== Task to complete ==
Every line from the one containing "Target: orange basketball" through the last line below should be reproduced exactly; please include nothing else.

*** Opening of Records for this task ***

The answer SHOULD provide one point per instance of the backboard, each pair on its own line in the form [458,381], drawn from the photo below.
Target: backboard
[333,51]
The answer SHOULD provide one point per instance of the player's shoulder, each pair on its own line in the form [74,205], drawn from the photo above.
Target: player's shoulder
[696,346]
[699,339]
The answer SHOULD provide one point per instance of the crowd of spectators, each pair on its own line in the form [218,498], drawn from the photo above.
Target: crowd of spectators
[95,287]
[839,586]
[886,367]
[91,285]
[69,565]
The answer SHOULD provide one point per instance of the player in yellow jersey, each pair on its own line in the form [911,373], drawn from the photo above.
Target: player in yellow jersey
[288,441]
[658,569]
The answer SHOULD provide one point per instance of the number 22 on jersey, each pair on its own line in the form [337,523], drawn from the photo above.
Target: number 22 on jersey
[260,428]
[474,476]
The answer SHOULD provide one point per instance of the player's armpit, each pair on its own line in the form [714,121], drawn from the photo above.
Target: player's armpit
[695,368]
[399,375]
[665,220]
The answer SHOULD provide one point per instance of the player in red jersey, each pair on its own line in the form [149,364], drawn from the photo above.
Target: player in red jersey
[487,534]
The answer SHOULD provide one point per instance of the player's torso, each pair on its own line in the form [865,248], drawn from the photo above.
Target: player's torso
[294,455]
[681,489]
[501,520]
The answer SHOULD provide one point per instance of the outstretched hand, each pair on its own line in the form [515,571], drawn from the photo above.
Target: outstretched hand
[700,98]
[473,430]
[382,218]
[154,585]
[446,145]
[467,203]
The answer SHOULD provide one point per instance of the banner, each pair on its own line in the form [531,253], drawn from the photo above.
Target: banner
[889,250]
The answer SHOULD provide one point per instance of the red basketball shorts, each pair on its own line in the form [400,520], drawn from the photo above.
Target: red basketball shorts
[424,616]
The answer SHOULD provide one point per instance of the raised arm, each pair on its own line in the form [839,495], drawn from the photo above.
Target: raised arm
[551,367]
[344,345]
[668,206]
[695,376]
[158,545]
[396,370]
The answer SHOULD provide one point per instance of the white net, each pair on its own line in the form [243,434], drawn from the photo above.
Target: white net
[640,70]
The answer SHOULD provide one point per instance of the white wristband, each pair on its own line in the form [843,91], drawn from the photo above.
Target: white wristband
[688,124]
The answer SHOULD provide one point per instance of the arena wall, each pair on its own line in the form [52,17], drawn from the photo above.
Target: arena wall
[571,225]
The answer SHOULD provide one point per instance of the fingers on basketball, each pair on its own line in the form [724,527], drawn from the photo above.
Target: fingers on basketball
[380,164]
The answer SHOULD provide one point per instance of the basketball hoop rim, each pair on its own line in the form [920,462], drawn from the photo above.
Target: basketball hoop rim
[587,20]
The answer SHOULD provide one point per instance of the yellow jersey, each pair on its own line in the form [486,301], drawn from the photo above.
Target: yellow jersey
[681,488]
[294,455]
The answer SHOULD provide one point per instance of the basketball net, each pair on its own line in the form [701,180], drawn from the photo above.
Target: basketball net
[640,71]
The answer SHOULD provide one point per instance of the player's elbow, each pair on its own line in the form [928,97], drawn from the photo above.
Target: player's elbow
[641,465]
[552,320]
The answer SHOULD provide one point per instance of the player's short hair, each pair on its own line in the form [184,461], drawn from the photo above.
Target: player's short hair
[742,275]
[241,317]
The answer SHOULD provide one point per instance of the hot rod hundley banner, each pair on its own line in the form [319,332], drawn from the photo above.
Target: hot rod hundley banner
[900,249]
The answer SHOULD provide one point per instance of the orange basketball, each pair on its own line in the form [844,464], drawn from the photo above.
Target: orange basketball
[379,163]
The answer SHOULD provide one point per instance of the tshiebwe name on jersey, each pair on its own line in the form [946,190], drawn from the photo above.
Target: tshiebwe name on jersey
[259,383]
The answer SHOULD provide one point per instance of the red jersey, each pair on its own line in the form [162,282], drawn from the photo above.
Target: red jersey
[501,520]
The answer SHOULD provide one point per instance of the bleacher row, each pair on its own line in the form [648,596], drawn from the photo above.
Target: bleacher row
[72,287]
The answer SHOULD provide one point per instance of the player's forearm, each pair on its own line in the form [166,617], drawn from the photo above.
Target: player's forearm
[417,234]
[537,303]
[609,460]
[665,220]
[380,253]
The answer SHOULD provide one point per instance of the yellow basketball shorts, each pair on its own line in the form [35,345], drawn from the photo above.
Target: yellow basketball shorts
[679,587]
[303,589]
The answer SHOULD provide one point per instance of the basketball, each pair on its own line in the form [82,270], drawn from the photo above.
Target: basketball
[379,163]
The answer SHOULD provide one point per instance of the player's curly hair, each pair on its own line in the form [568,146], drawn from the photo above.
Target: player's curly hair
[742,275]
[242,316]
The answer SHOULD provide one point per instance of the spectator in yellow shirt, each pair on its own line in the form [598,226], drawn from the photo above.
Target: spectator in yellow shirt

*** Close of Records for this task ***

== Result of the task ==
Target: orange basketball
[379,163]
The answer SHOULD provide one point per instance of the tshiebwe name on jersey, each pair on its own line in the form [946,190], drawn from the photo above.
Target: tshiebwe name on jersey
[259,383]
The answer SHOULD provide one point per instance of the red jersey, each pair on its own line in the form [162,282], drawn from the photo above.
Target: red jersey
[501,520]
The answer SHOULD provide one point per instance of the bleacher row, each pair on its own line in the form [648,596], drawn from the photo above.
Target: bleacher row
[72,287]
The answer SHOULD provide one point per instance of the player's forearm, each pair on its own line in the form [166,617], drawn from the photo above.
Target: player's forearm
[417,234]
[537,303]
[609,460]
[665,220]
[380,253]
The answer SHOULD provide one point per instance of the yellow basketball shorts, each pair on its own line in the form [35,345], drawn from the photo above.
Target: yellow basketball shorts
[679,587]
[303,589]
The answer SHOULD provide one point per instance of the basketball, each pair on its own line in the form [82,270], drawn from the photo above.
Target: basketball
[379,163]
The answer SHOULD provide one point per instance of the player's curly hair, each pair on its own line in the form [568,146], drawn from the photo above.
Target: player's curly hair
[742,275]
[242,316]
The answer SHOULD provide one point per instance of the spectator in yellow shirt, each pair on its own line in the form [598,226], drawn from the photo above.
Target: spectator in yellow shirt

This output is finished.